SOURCE INFORMATION>
|---|

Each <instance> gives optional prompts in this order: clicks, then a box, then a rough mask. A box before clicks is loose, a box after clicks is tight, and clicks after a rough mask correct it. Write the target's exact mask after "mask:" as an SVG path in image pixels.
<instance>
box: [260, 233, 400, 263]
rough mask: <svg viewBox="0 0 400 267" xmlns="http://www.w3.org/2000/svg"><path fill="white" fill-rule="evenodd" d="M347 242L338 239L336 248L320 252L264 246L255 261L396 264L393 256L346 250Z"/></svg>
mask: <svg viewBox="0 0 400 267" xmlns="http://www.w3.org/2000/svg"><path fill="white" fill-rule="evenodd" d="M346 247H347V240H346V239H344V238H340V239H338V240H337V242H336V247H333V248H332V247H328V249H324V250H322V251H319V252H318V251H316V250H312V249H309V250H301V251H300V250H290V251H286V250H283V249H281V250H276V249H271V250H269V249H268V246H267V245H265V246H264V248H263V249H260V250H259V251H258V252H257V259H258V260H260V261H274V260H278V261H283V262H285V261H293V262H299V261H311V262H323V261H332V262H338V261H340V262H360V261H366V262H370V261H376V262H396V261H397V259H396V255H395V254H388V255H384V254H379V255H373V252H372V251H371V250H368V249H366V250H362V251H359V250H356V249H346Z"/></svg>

|---|

WHAT YOU ARE ASKED TO DO> Copy out all of the data. Keep every word unchanged.

ANSWER FOR THIS EXERCISE>
Each <instance> gives optional prompts in this order: clicks, then a box, then a rough mask. A box before clicks is loose, a box after clicks is tight, and clicks after a rough mask correct it. Write the target's exact mask after "mask:" as an SVG path in image pixels.
<instance>
box: [260, 233, 400, 263]
rough mask: <svg viewBox="0 0 400 267" xmlns="http://www.w3.org/2000/svg"><path fill="white" fill-rule="evenodd" d="M347 242L338 239L336 248L320 252L264 246L255 261L396 264L393 256L346 250Z"/></svg>
mask: <svg viewBox="0 0 400 267" xmlns="http://www.w3.org/2000/svg"><path fill="white" fill-rule="evenodd" d="M346 247H347V240H346V239H344V238H340V239H338V240H337V242H336V247H333V248H332V247H328V249H324V250H322V251H319V252H318V251H316V250H312V249H309V250H301V251H300V250H290V251H286V250H283V249H281V250H276V249H271V250H269V249H268V246H267V245H265V246H264V248H263V249H260V250H259V251H258V252H257V259H258V260H260V261H274V260H278V261H283V262H285V261H293V262H299V261H311V262H323V261H332V262H338V261H340V262H360V261H366V262H370V261H376V262H396V261H397V259H396V255H395V254H388V255H384V254H379V255H373V252H372V251H371V250H368V249H366V250H362V251H359V250H356V249H346Z"/></svg>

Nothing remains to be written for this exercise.